Treasures of Cornwall and A Different Sound

Treasures of Cornwall: A Literary Anthology, edited by Luke Thompson 

and A Different Sound: Stories by Mid-Century Women Writers, selected by Lucy Scholes

Today, we bring you news about two new books, one available since 2023 and the other published in paperback in February.  These two books are very different to each other, although they both include Daphne du Maurier's short story, The Birds.

Treasures of Cornwall: A Literary Anthology, precisely as the title suggests, is a gem of a collection of poetry, factual writing and fiction based in and around Cornwall.  Luke Thompson has edited the book.  He is a Cornish writer, publisher and academic and the son of novelist E. V. Thompson.  In this collection, he takes the reader on a literary journey around Cornwall, visiting the coastal areas, cliffs and coves, the moors, and even takes you into the mines. 

He delves into the past and brings us writings from famous authors such as Wilkie Collins, Bram Stoker, Sir Arthur Quiller-Couch, and Sir Arthur Conal Doyle, sharing extracts from their writing based on Cornish themes.  He also looks at the work of more recent writers, including Winston Graham, Jack Clemo, Charles Causley and Daphne du Maurier, among many more authors, all packed into this fascinating book.

Some of the writing Luke has selected are extracts from authors' longer work.  For example, with Wilkie Collins, Luke includes just a few of the early pages of Rambles Beyond Railways, a book published in 1851 and reflecting on a walking holiday that he took in Cornwall.  Similarly he has taken the Daphne du Maurier novella, The Birds and given us the first part of the story.   These extracts give us a taste of lots of authors' work, and are an absolute joy to read.

● Task to carry out
Answer these questions from the text on the two new books.
1. Which short story appears in both books?
2. Who is Luke Thompson's father?
3. In what year was Rambles Beyond Railways published?

● Supplied information

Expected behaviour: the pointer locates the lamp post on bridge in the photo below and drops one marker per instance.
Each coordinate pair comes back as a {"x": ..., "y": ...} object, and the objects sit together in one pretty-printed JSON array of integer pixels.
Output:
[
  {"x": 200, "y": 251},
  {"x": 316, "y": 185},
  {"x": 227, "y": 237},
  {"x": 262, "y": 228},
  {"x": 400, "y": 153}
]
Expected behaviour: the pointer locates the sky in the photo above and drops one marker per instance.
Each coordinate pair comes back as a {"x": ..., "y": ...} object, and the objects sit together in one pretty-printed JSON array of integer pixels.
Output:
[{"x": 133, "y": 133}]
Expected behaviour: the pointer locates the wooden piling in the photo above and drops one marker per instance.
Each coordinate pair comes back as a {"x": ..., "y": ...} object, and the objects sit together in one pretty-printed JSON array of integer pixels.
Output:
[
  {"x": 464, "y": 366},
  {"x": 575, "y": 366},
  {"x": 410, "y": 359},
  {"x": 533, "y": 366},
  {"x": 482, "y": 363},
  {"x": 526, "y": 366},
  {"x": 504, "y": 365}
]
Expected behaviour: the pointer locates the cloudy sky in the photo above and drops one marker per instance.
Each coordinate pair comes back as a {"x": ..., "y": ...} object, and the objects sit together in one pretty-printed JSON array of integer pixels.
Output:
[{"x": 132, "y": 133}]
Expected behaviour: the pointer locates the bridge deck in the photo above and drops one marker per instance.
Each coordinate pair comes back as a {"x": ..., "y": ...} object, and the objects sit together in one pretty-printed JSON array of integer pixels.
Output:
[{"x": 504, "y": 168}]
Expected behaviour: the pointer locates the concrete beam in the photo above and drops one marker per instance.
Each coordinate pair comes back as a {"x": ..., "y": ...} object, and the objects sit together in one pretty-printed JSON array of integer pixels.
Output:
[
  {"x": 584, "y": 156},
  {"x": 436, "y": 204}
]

● Exercise answer
1. Daphne du Maurier's short story The Birds.
2. The novelist E. V. Thompson.
3. 1851.